- Your goal -
In the article below about searching for "weird" life, rewrite the passage from "The report stresses" up to and including "together on Earth.", changing "deserts" to "salt flats".

Space Missions Urged to Seek "Weird" Life in Extreme Environments
WASHINGTON, DC, July 6, 2007 (ENS) - The search for life elsewhere in the solar system and beyond should include research to detect what some scientists call "weird" life, with biochemistry different from that of life on Earth, says a new report from the National Research Council.
The assumption that alien life would have the same biochemical architecture as life on Earth means that scientists have artificially limited the scope of their thinking as to where extraterrestrial life might be found, according to the NASA sponsored report.
"Our investigation made clear that life is possible in forms different than those on Earth," said the chair of the authoring committee John Baross, professor of oceanography at the University of Washington, Seattle.
John Baross studies life in extreme environments. (Photo courtesy U. Washington)
The report emphasizes that "no discovery that we can make in our exploration of the solar system would have greater impact on our view of our position in the cosmos, or be more inspiring, than the discovery of an alien life form, even a primitive one.
At the same time, the report says, "it is clear that nothing would be more tragic in the American exploration of space than to encounter alien life without recognizing it."
"It is critical to know what to look for in the search for life in the solar system," said Baross. "The search so far has focused on Earth-like life because that's all we know, but life that may have originated elsewhere could be unrecognizable compared with life here."
"Advances throughout the last decade in biology and biochemistry show that the basic requirements for life might not be as concrete as we thought," he said.
The report stresses that the future search for alien life should not exclude more research into terrestrial life.
Studies of extreme environments, such as deserts and ocean depths, have determined that life exists anywhere water and a source of energy are found together on Earth.
Baross specializes in the ecology, physiology, and taxonomy of microorganisms from hydrothermal vent environments, and the use of biochemical and molecular methods to detect, quantify, and classify them.
He is part of NASA's astrobiology team, investigating the origin, evolution, distribution and future of life on Earth and beyond.
Baross also researches the ecology of extreme environments and the significance of submarine hydrothermal vent environments for the origin and evolution of life.
Tubeworms at a submarine hydrothermal vent (Photo courtesy NOAA)
A hydrothermal vent is a fissure in a planet's surface that emits heated water. Hydrothermal vents are commonly found near volcanically active places, tectonic plates that are moving apart, ocean basins, and hotspots. The most famous hydrothermal vent system is probably Yellowstone National Park in the United States.
Active hydrothermal vents are believed to exist on Jupiter's moon Europa, and scientists speculate that ancient hydrothermal vents exist on Mars.

- Dataset extract -
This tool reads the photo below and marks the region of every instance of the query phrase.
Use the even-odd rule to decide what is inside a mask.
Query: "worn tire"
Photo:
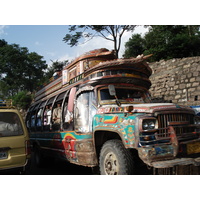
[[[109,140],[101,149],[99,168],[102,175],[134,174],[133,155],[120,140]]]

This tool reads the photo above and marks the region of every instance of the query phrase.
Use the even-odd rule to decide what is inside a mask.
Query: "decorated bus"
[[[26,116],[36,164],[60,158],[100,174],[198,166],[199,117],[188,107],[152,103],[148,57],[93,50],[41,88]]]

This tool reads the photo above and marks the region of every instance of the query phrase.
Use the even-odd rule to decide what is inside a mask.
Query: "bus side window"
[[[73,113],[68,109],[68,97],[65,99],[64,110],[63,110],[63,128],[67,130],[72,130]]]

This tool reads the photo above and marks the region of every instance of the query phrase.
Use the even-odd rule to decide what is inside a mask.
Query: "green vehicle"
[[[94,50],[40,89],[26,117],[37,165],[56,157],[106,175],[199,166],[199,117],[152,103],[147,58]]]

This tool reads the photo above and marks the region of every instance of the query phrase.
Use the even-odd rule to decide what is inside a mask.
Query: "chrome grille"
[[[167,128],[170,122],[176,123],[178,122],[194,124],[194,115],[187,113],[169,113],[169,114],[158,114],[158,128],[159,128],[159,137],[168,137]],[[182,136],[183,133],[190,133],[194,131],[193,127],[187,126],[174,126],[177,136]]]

- Exercise solution -
The report stresses that the future search for alien life should not exclude more research into terrestrial life.
Studies of extreme environments, such as salt flats and ocean depths, have determined that life exists anywhere water and a source of energy are found together on Earth.